### AIM OF THE TASK
The pictures get dropped, while every remaining part of the listing is copied exactly.

=== INPUT ===

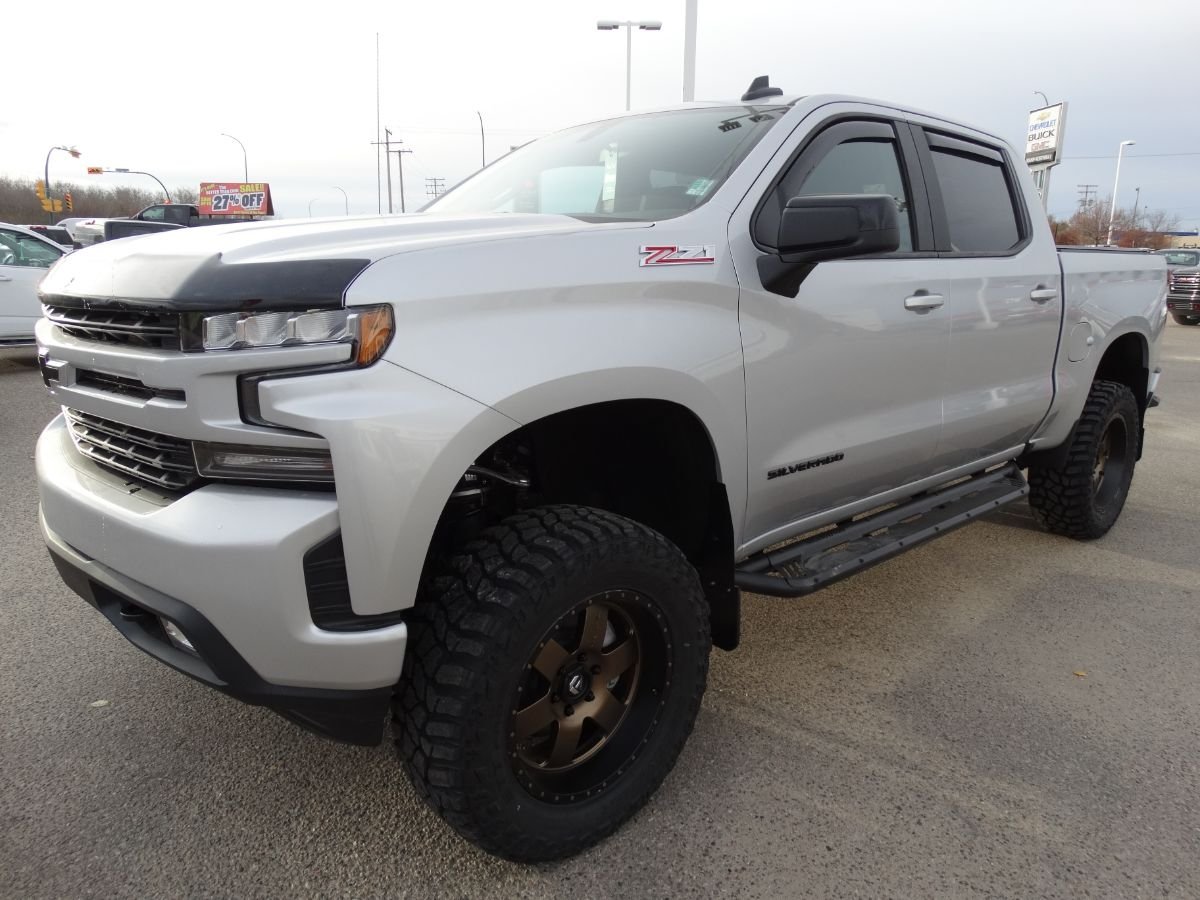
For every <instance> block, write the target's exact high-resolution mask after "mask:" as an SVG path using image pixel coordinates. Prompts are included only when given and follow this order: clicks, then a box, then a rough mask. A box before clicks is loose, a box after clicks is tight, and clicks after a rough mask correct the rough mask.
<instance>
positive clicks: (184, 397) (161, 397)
mask: <svg viewBox="0 0 1200 900" xmlns="http://www.w3.org/2000/svg"><path fill="white" fill-rule="evenodd" d="M76 384H77V385H79V386H82V388H95V389H96V390H102V391H104V392H107V394H120V395H121V396H125V397H137V398H138V400H176V401H186V400H187V394H186V392H185V391H181V390H178V389H175V388H151V386H150V385H148V384H145V383H144V382H139V380H138V379H137V378H126V377H125V376H114V374H110V373H108V372H94V371H92V370H90V368H77V370H76Z"/></svg>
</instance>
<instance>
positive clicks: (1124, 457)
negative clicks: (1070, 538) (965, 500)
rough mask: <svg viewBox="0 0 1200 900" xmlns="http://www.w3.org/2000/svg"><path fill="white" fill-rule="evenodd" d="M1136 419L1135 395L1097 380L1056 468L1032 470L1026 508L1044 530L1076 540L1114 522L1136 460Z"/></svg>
mask: <svg viewBox="0 0 1200 900" xmlns="http://www.w3.org/2000/svg"><path fill="white" fill-rule="evenodd" d="M1139 428H1140V416H1139V413H1138V402H1136V401H1135V400H1134V397H1133V391H1130V390H1129V388H1127V386H1126V385H1123V384H1117V383H1116V382H1096V383H1093V384H1092V389H1091V391H1090V392H1088V395H1087V402H1086V403H1085V404H1084V415H1082V416H1081V418H1080V420H1079V425H1078V426H1076V427H1075V434H1074V437H1073V439H1072V443H1070V446H1069V448H1068V449H1067V454H1066V456H1064V457H1062V463H1061V464H1060V466H1049V464H1044V463H1043V464H1032V466H1030V506H1031V508H1032V509H1033V516H1034V517H1036V518H1037V521H1038V522H1039V523H1040V524H1042V527H1043V528H1045V529H1046V530H1050V532H1054V533H1055V534H1062V535H1066V536H1068V538H1075V539H1078V540H1092V539H1096V538H1100V536H1102V535H1104V534H1105V533H1106V532H1108V530H1109V529H1110V528H1111V527H1112V524H1114V522H1116V521H1117V516H1120V515H1121V509H1122V508H1123V506H1124V502H1126V497H1128V496H1129V484H1130V482H1132V481H1133V470H1134V466H1135V463H1136V460H1138V440H1139Z"/></svg>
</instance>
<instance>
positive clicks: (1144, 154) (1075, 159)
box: [1062, 150, 1200, 160]
mask: <svg viewBox="0 0 1200 900" xmlns="http://www.w3.org/2000/svg"><path fill="white" fill-rule="evenodd" d="M1160 156H1200V150H1192V151H1189V152H1186V154H1126V155H1124V158H1127V160H1147V158H1150V157H1160ZM1062 158H1064V160H1115V158H1117V155H1116V154H1110V155H1109V156H1064V157H1062Z"/></svg>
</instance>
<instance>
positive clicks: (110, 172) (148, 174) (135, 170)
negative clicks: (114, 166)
mask: <svg viewBox="0 0 1200 900" xmlns="http://www.w3.org/2000/svg"><path fill="white" fill-rule="evenodd" d="M104 172H106V173H113V174H118V175H145V176H146V178H152V179H154V180H155V181H158V187H161V188H162V193H163V196H164V197H166V198H167V203H170V191H168V190H167V185H164V184H163V182H162V181H160V180H158V176H157V175H151V174H150V173H149V172H139V170H138V169H104Z"/></svg>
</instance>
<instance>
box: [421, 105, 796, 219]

===

### ANSWER TO THE EXERCISE
For every <instance> block, write the target's exact high-resolution mask after "mask:" as an SVG path using image pixel coordinates. Prompts are included only when given and follow this order: clicks, then a box, then a rough mask. A box before clicks is loose, a box after clicks is tight, and clicks after a rough mask correct the rough mask.
<instance>
positive clicks: (184, 397) (161, 397)
mask: <svg viewBox="0 0 1200 900" xmlns="http://www.w3.org/2000/svg"><path fill="white" fill-rule="evenodd" d="M76 384H77V385H79V386H82V388H95V389H96V390H102V391H104V392H107V394H120V395H121V396H125V397H137V398H138V400H176V401H186V400H187V394H186V392H185V391H181V390H178V389H175V388H151V386H150V385H148V384H145V383H144V382H139V380H138V379H137V378H126V377H125V376H114V374H110V373H108V372H94V371H92V370H90V368H77V370H76Z"/></svg>
</instance>
<instance>
positive clicks: (1124, 457)
negative clicks: (1070, 538) (965, 500)
rough mask: <svg viewBox="0 0 1200 900" xmlns="http://www.w3.org/2000/svg"><path fill="white" fill-rule="evenodd" d="M1136 419L1135 395L1097 380L1056 468L1032 470L1026 508L1044 530L1076 540L1114 522L1136 460Z"/></svg>
mask: <svg viewBox="0 0 1200 900" xmlns="http://www.w3.org/2000/svg"><path fill="white" fill-rule="evenodd" d="M1139 428H1140V416H1139V413H1138V402H1136V401H1135V400H1134V397H1133V391H1130V390H1129V388H1127V386H1126V385H1123V384H1117V383H1116V382H1096V383H1093V384H1092V389H1091V391H1090V392H1088V395H1087V402H1086V403H1085V404H1084V415H1082V416H1081V418H1080V420H1079V425H1078V426H1076V427H1075V434H1074V437H1073V439H1072V443H1070V446H1069V448H1068V449H1067V454H1066V456H1064V457H1062V463H1061V464H1060V466H1049V464H1044V463H1043V464H1032V466H1030V506H1031V508H1032V509H1033V516H1034V517H1036V518H1037V521H1038V522H1039V523H1040V524H1042V527H1043V528H1045V529H1046V530H1050V532H1054V533H1055V534H1062V535H1066V536H1068V538H1075V539H1078V540H1092V539H1096V538H1100V536H1102V535H1104V534H1105V533H1106V532H1108V530H1109V529H1110V528H1111V527H1112V524H1114V522H1116V521H1117V516H1120V515H1121V509H1122V508H1123V506H1124V502H1126V497H1128V496H1129V484H1130V482H1132V481H1133V470H1134V466H1135V463H1136V460H1138V440H1139Z"/></svg>
</instance>
<instance>
positive clicks: (1144, 154) (1075, 159)
box: [1062, 150, 1200, 160]
mask: <svg viewBox="0 0 1200 900" xmlns="http://www.w3.org/2000/svg"><path fill="white" fill-rule="evenodd" d="M1160 156H1200V150H1192V151H1189V152H1186V154H1126V155H1124V158H1127V160H1147V158H1150V157H1160ZM1062 158H1064V160H1115V158H1117V155H1116V154H1110V155H1109V156H1064V157H1062Z"/></svg>
</instance>
<instance>
positive clicks: (110, 172) (148, 174) (135, 170)
negative clicks: (114, 166)
mask: <svg viewBox="0 0 1200 900" xmlns="http://www.w3.org/2000/svg"><path fill="white" fill-rule="evenodd" d="M104 172H106V173H113V174H118V175H145V176H146V178H152V179H154V180H155V181H158V187H161V188H162V193H163V196H164V197H166V198H167V203H170V191H168V190H167V185H164V184H163V182H162V181H160V180H158V176H157V175H151V174H150V173H149V172H139V170H138V169H104Z"/></svg>
</instance>
<instance>
box: [421, 105, 796, 219]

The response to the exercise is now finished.